Science, therefore, only appears to be public because, over the centuries, most scientists globally have gradually modelled themselves on the Royal Society’s ‘new’ conventions, the better to take advantage of the mutuality of knowledge. But not all scientists have done so completely, and as Birkhead showed in his THE article many disciplines have elaborated the convention of publishing their findings a year or two before they publish their data, thus keeping a lead on the further study of their data.

Everyone in those disciplines agrees that, since the exploitation of other people’s data is so much easier than discovering it for oneself, a discoverer’s year or more of monopoly is only fair.

To conclude, therefore, scientists are not disinterested, they are interested, and as a consequence science is not dispassionate or fully transparent, rather it is human and partially arcane. As I argue elsewhere, science is not the public good of modern myth, it is a collegiate and quasi-private or invisible college good.4 That means, by the way, that it requires no public subsidies. More relevantly, it means that individual scientist’s pronouncements should be seen more as advertisements than as definitive.

Peer review, too, is merely a mechanism by which scientists keep a collective control over access to their quasi-private enterprise. One the e-mails leaked from the University of East Anglia included this from Professor Phil Jones, referring to two papers that apparently falsified his work:- “I can’t see either of these papers being in the next IPCC report. Kevin and I will keep them out somehow – even if we have to redefine what the peer-review literature is!”

RECORD LIST »
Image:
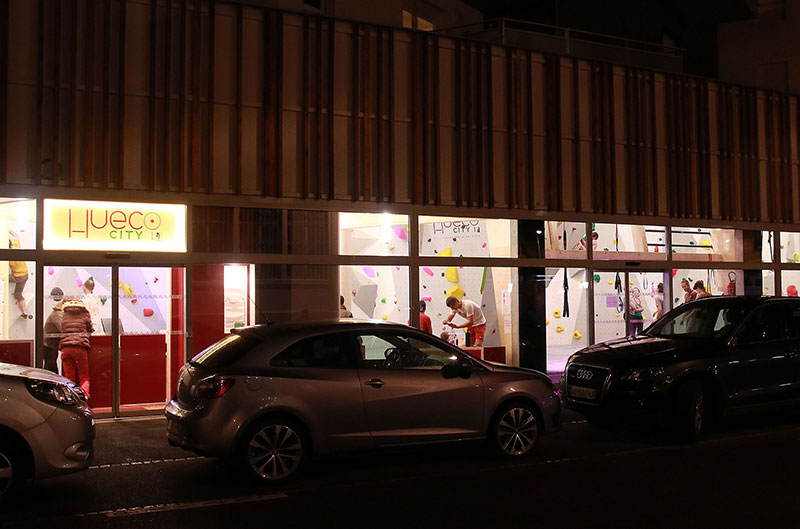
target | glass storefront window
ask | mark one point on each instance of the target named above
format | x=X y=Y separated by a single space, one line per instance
x=706 y=244
x=629 y=242
x=790 y=283
x=566 y=315
x=91 y=287
x=373 y=234
x=467 y=237
x=374 y=293
x=493 y=289
x=566 y=240
x=714 y=282
x=790 y=247
x=18 y=219
x=17 y=309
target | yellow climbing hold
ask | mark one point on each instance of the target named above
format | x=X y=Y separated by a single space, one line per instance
x=452 y=274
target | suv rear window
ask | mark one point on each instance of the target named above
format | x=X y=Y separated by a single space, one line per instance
x=226 y=351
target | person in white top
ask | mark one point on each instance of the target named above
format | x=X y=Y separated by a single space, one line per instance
x=470 y=311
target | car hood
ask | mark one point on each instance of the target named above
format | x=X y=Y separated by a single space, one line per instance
x=14 y=370
x=645 y=350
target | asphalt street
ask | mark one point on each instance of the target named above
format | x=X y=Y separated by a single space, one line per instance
x=743 y=474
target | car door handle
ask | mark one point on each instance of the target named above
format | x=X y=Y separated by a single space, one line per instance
x=374 y=382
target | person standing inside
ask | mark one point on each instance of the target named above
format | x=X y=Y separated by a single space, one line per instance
x=76 y=327
x=424 y=319
x=92 y=302
x=343 y=312
x=470 y=311
x=52 y=332
x=18 y=276
x=700 y=290
x=690 y=294
x=636 y=310
x=659 y=297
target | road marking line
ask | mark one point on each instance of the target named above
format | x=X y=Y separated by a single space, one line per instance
x=145 y=462
x=166 y=507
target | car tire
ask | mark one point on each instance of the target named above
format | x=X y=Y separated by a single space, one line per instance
x=514 y=430
x=689 y=412
x=274 y=450
x=12 y=473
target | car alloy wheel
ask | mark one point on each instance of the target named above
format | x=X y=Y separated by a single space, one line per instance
x=517 y=431
x=275 y=451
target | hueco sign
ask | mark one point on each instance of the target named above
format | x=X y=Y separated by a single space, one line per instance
x=114 y=226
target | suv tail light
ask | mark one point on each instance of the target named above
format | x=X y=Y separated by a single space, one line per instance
x=213 y=388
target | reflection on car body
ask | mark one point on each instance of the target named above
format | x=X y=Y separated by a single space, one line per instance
x=713 y=356
x=272 y=394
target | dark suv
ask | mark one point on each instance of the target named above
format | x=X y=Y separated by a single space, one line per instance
x=718 y=355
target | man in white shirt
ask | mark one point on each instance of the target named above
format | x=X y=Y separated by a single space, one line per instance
x=470 y=311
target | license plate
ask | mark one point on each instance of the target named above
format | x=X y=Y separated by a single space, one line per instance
x=582 y=393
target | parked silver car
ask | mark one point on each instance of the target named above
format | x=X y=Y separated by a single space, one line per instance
x=46 y=427
x=271 y=395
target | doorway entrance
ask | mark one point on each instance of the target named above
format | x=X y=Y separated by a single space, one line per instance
x=137 y=342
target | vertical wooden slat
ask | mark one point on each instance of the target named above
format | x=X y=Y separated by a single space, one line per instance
x=379 y=95
x=39 y=138
x=576 y=131
x=458 y=163
x=72 y=97
x=356 y=83
x=212 y=30
x=106 y=94
x=123 y=16
x=239 y=96
x=167 y=112
x=320 y=130
x=151 y=166
x=331 y=128
x=531 y=142
x=366 y=68
x=195 y=109
x=88 y=99
x=304 y=113
x=390 y=131
x=489 y=178
x=182 y=100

YOUR TASK »
Copy the section of the excerpt on science and peer review between "Everyone in those" and "than as definitive.", inclusive. Rely solely on the excerpt on science and peer review.

TASK RESPONSE »
Everyone in those disciplines agrees that, since the exploitation of other people’s data is so much easier than discovering it for oneself, a discoverer’s year or more of monopoly is only fair.

To conclude, therefore, scientists are not disinterested, they are interested, and as a consequence science is not dispassionate or fully transparent, rather it is human and partially arcane. As I argue elsewhere, science is not the public good of modern myth, it is a collegiate and quasi-private or invisible college good.4 That means, by the way, that it requires no public subsidies. More relevantly, it means that individual scientist’s pronouncements should be seen more as advertisements than as definitive.